• What is required
All records that follow are to be output exactly.

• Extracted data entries
- - - -

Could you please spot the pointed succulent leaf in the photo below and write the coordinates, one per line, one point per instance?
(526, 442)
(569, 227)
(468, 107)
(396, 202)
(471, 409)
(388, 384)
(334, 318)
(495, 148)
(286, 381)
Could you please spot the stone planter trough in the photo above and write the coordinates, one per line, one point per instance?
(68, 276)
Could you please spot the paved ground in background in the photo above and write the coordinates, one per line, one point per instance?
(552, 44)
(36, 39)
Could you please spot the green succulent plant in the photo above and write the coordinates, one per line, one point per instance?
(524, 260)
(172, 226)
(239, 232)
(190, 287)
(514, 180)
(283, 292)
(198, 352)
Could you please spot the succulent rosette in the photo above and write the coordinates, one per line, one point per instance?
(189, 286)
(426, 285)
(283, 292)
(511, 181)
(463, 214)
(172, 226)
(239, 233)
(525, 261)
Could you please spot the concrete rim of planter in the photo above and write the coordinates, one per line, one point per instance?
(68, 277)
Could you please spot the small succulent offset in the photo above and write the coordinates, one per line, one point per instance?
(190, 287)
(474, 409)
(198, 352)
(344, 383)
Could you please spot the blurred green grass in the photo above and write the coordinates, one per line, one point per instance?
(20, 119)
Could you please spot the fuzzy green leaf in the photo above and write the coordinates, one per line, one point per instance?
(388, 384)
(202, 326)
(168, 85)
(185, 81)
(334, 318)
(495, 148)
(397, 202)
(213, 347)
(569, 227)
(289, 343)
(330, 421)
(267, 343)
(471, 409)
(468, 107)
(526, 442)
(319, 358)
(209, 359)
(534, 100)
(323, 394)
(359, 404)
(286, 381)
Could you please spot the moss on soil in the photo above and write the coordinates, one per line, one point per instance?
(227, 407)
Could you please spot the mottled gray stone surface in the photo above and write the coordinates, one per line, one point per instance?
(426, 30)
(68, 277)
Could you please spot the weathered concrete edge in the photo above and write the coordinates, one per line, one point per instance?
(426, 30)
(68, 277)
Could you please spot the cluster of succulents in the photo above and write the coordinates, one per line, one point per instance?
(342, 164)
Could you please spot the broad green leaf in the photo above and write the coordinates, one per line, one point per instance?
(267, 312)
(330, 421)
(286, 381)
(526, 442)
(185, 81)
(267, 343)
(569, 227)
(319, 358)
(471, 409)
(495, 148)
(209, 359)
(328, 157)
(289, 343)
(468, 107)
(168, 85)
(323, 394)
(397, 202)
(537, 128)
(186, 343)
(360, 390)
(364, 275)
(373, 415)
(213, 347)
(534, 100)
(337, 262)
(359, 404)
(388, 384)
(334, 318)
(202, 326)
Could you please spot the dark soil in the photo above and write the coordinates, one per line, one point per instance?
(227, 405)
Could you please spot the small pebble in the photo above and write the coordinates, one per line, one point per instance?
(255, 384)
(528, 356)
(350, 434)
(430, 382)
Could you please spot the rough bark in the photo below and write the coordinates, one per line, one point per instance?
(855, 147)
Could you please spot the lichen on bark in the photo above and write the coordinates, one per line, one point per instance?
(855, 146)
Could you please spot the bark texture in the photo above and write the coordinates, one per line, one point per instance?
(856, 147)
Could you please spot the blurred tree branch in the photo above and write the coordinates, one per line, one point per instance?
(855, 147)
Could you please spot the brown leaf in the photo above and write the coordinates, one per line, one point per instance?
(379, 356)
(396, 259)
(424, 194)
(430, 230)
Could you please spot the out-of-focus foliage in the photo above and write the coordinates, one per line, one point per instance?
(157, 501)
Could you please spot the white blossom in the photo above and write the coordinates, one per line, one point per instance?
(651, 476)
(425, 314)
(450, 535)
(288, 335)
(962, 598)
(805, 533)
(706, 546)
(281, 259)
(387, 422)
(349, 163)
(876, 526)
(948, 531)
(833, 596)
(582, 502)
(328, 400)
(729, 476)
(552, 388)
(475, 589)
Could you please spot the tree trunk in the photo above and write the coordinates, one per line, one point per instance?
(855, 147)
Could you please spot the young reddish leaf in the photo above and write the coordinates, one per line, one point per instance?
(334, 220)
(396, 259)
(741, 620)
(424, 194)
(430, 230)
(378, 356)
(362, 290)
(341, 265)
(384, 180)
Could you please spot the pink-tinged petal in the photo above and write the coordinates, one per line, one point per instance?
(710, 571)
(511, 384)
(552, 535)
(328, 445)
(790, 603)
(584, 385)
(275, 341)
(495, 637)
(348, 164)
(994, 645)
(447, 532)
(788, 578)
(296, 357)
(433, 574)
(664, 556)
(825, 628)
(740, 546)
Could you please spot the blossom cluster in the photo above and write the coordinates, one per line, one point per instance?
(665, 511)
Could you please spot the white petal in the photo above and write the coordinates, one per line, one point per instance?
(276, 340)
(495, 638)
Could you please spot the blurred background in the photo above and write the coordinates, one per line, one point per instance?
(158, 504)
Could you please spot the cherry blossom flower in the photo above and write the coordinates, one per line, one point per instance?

- - - -

• Output for this task
Could you please spot the pointed succulent leaf in the photo below and write the coordinates, one per line, one point per instance?
(526, 442)
(569, 227)
(468, 107)
(396, 202)
(471, 409)
(388, 384)
(334, 318)
(495, 148)
(286, 381)
Could you please spot the stone planter trough in the photo above and write the coordinates, one per line, one point per instance?
(68, 276)
Could you please spot the paved ground in background in the photo above and write the coordinates, one per line, one point per instance?
(552, 44)
(36, 39)
Could you please spot the green succulent plant in the photo above and write the coordinates, one per line, one point per instance?
(524, 260)
(172, 226)
(239, 232)
(190, 287)
(514, 180)
(283, 292)
(198, 352)
Could you please spot the succulent rosette in the photo above and write the coordinates, one per line, one point per instance?
(189, 286)
(426, 285)
(283, 292)
(511, 181)
(463, 214)
(172, 226)
(239, 233)
(525, 261)
Could you please spot the concrete rim of planter in the photo above and write the coordinates, one per line, one point per instance?
(68, 277)
Could you please spot the small succulent offset in the photo above and write the coordinates, one per line, one point per instance?
(190, 287)
(474, 409)
(198, 352)
(344, 383)
Could you please spot the blurred green grass in the photo above and write the coordinates, one per line, one point per instance?
(20, 119)
Could you please spot the fuzzy green leaf in the photo above and write the coordinates, one per line, one point per instance?
(388, 384)
(202, 326)
(168, 85)
(185, 81)
(334, 318)
(495, 148)
(397, 202)
(213, 347)
(569, 227)
(289, 343)
(330, 421)
(267, 343)
(471, 409)
(468, 107)
(526, 442)
(319, 358)
(209, 359)
(534, 100)
(323, 394)
(359, 404)
(286, 381)
Could you please spot the moss on soil in the photo above and write the coordinates, one per line, one point per instance?
(227, 407)
Could you please spot the mottled gray stone surface in the photo above and write the coordinates, one per line, one point per instance?
(426, 30)
(68, 277)
Could you please spot the weathered concrete edge in the photo above and write the coordinates, one per line, one point per instance?
(426, 30)
(68, 277)
Could you please spot the cluster of succulents in the photo above and write the coordinates, one per line, one point per instance?
(342, 164)
Could you please spot the broad green leaf in the photo above and write the coordinates, one per line, one point per instance?
(267, 312)
(330, 421)
(286, 381)
(526, 442)
(185, 81)
(267, 343)
(569, 227)
(319, 358)
(471, 409)
(495, 148)
(209, 359)
(328, 157)
(289, 343)
(468, 107)
(168, 85)
(323, 394)
(397, 202)
(537, 128)
(186, 343)
(360, 390)
(364, 275)
(373, 415)
(213, 347)
(534, 100)
(337, 262)
(359, 404)
(388, 384)
(334, 318)
(202, 326)
Could you please spot the dark soil in the photo above and write the coordinates, one per line, one point per instance?
(227, 405)
Could you please spot the small pebble in the photo above and write the coordinates, one per line, one point per instance?
(255, 384)
(528, 356)
(350, 434)
(430, 382)
Could you please spot the rough bark in the photo below and write the coordinates, one per line, one point per instance?
(855, 147)
Could you please spot the lichen on bark in the photo above and write the coordinates, one per line, one point per instance?
(855, 146)
Could you please spot the bark texture in the photo above and write the coordinates, one per line, one point per instance?
(856, 147)
Could you please spot the blurred tree branch in the photo above and write the coordinates, one per line, one point per instance?
(855, 147)
Could you please spot the brown leaf in the photo above and write the coordinates, one per line, one point per instance?
(379, 356)
(396, 259)
(424, 194)
(430, 230)
Could you please spot the out-of-focus foliage in the photo above and write the coordinates, one per line, one point per instance?
(157, 501)
Could you please spot the white blossom in the photo above and write the coordinates, one per line, one point per instance?
(651, 476)
(425, 314)
(450, 535)
(288, 335)
(962, 598)
(805, 533)
(706, 546)
(281, 259)
(387, 422)
(349, 163)
(876, 526)
(948, 531)
(833, 596)
(582, 502)
(328, 400)
(729, 476)
(552, 388)
(475, 589)
Could you please spot the tree trunk in the photo above and write the coordinates, one per line, one point per instance?
(855, 147)
Could you please spot the young reddish leaf in the photo above and write the coordinates, one per line, one point per instance?
(334, 220)
(396, 259)
(741, 620)
(424, 194)
(430, 230)
(378, 356)
(362, 290)
(341, 265)
(384, 180)
Could you please spot the pink-tinged petal in the photo above and write the coordinates, one per line, one point per instance?
(710, 571)
(511, 384)
(552, 535)
(328, 445)
(790, 603)
(584, 385)
(275, 341)
(495, 637)
(348, 164)
(994, 645)
(447, 532)
(788, 578)
(296, 357)
(433, 574)
(664, 556)
(825, 628)
(740, 546)
Could you please spot the blossom cluster in the photo above and write the coordinates, one per line, one point per instance?
(665, 511)
Could you please spot the white petal in the photo above and write the coordinates, one per line, one point per instance?
(276, 340)
(495, 638)
Could you please spot the blurred background in the photo above and write the coordinates, one per line, one point per instance?
(158, 504)
Could you please spot the cherry blossom flower in the photo above and write the coordinates, one per line, one point per instance?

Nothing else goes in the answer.